— Task details —
For this exercise, print the records below verbatim.

----

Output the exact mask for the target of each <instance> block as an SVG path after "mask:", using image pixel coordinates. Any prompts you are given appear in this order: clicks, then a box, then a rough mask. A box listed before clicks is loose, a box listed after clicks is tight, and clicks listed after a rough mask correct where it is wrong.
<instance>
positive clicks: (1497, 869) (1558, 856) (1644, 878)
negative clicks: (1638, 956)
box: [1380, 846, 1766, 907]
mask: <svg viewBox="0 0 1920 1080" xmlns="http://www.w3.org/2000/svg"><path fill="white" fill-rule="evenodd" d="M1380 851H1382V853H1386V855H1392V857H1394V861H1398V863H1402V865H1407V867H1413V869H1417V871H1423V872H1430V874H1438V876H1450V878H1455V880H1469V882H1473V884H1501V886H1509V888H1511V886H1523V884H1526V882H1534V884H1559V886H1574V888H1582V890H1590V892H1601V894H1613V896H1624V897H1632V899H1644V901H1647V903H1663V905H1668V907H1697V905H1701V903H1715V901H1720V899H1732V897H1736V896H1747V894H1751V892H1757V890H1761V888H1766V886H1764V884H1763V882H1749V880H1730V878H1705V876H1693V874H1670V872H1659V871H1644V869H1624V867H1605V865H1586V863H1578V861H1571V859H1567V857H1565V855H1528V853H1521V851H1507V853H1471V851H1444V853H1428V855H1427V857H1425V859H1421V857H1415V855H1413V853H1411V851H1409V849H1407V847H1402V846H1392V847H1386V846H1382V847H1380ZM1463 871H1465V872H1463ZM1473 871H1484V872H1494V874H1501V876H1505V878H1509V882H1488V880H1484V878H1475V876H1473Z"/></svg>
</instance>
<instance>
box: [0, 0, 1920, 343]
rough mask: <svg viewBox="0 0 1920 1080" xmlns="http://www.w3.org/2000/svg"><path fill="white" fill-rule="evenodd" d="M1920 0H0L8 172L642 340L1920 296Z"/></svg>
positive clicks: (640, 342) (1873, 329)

----

— Answer below —
Output the exact mask for the target of each <instance> block as an SVG path after "mask:", using image pixel coordinates. Any prompts you are given appear in this order: clicks, then a box, then a rough mask. A box listed before clicks is loose, a box listed after clicks is tight, and clicks listed after a rough mask correct where it is wrong.
<instance>
positive clicks: (1497, 869) (1558, 856) (1644, 878)
negative clicks: (1638, 956)
box: [1380, 846, 1766, 907]
mask: <svg viewBox="0 0 1920 1080" xmlns="http://www.w3.org/2000/svg"><path fill="white" fill-rule="evenodd" d="M1380 851H1382V853H1386V855H1392V857H1394V861H1398V863H1402V865H1407V867H1413V869H1417V871H1423V872H1430V874H1438V876H1450V878H1455V880H1469V882H1473V884H1501V886H1509V888H1511V886H1523V884H1526V882H1534V884H1559V886H1574V888H1582V890H1590V892H1601V894H1613V896H1624V897H1632V899H1644V901H1647V903H1663V905H1668V907H1697V905H1701V903H1715V901H1720V899H1732V897H1736V896H1747V894H1751V892H1757V890H1761V888H1766V886H1764V884H1763V882H1749V880H1730V878H1705V876H1693V874H1670V872H1659V871H1644V869H1624V867H1605V865H1586V863H1578V861H1571V859H1567V857H1565V855H1528V853H1521V851H1507V853H1471V851H1444V853H1428V855H1427V857H1425V859H1421V857H1415V855H1413V853H1411V851H1409V849H1407V847H1402V846H1392V847H1386V846H1382V847H1380ZM1463 871H1465V872H1463ZM1473 871H1484V872H1494V874H1501V876H1505V878H1509V882H1488V880H1484V878H1475V876H1473Z"/></svg>
</instance>
<instance>
box: [0, 0, 1920, 343]
rough mask: <svg viewBox="0 0 1920 1080" xmlns="http://www.w3.org/2000/svg"><path fill="white" fill-rule="evenodd" d="M1920 0H0L8 172L642 340L1920 296Z"/></svg>
positive clicks: (640, 342) (1873, 329)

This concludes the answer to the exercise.